Tasks to complete »
A) Say whether each statement agrees with the profile of Sarah Shrum Davis: (i) she earned her Master of Public Health at the University of Georgia; (ii) she was a student employee with EIP from 2012 to 2016; (iii) she began working with EIP after the University shut down. For each, answer yes or no and quote the words of the profile that decide it.
B) Go on with the profile of Sarah Shrum Davis from its last sentence.

Sarah Shrum Davis had a winding path to discover her love of epidemiology, but now works as a coordinator for the New Mexico Emerging Infections Program. Hand in hand with the CDC, Shrum Davis and the EIP team monitor infectious diseases and have been specifically researching more information on and relating to the coronavirus.
After graduating from the University of Georgia, Shrum Davis moved to New Mexico and worked in a wide variety of fields, from zookeeping to mental health to education. However, once she discovered the field of epidemiology, she never looked back.
“Once I stumbled across epidemiology, everything just sort of clicked for me, and I absolutely fell in love with it and I knew that it was what I wanted to do for the rest of my career,” Shrum Davis said.
At UNM, Shrum Davis graduated with a Master of Public Health with a concentration in epidemiology. While attending school for this, Shrum Davis was a student employee with EIP from 2012 to 2016.
“I’ve known her work from the beginning and have always been impressed by it,” EIP director Sarah Lathrop said.
After graduating from UNM, Shrum Davis spent four years working for the New Mexico Department of Health Infectious Disease Bureau but came back to UNM’s Health Sciences Center to work with EIP.
“The thing that I love about epidemiology is that I can use science to help people,” Shrum Davis said.
Shrum Davis started working with EIP in March 2020, right before the University shut down due to the COVID-19 pandemic. Because of the pandemic, the focus of EIP shifted heavily to analyzing COVID-19, but the program also analyzes its impact on other diseases as well.

(Referring expression grounding data)
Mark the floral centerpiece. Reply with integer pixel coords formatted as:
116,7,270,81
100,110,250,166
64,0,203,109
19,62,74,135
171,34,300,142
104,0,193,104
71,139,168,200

Per-task outputs »
A)
(i) No: "At UNM, Shrum Davis graduated with a Master of Public Health with a concentration in epidemiology."
(ii) Yes: "Shrum Davis was a student employee with EIP from 2012 to 2016."
(iii) No: "Shrum Davis started working with EIP in March 2020, right before the University shut down due to the COVID-19 pandemic."

B)
“I’m just so proud of the work that (EIP) is doing,” Shrum Davis said. “Every one of our staff has been co-authored on an article at least once in the last year. And we’ve been able to continue our high-quality surveillance for infectious diseases, both COVID and non-COVID.”
For Shrum Davis herself, the shutdown was difficult. While she worked 80-hour weeks, her husband had to shift to a virtual school education, and both of them had to watch their three year old child at home since daycares also shut down.
“The pandemic has impacted everyone,” Shrum Davis said. “I don’t know a single person who hasn’t had to change their work, change the way they’re living, who hasn’t lost someone, over the course of this whole thing.”
However, Shrum Davis has found her role at UNM to be an opportunity to help others become more knowledgeable about the virus that’s pervading the community.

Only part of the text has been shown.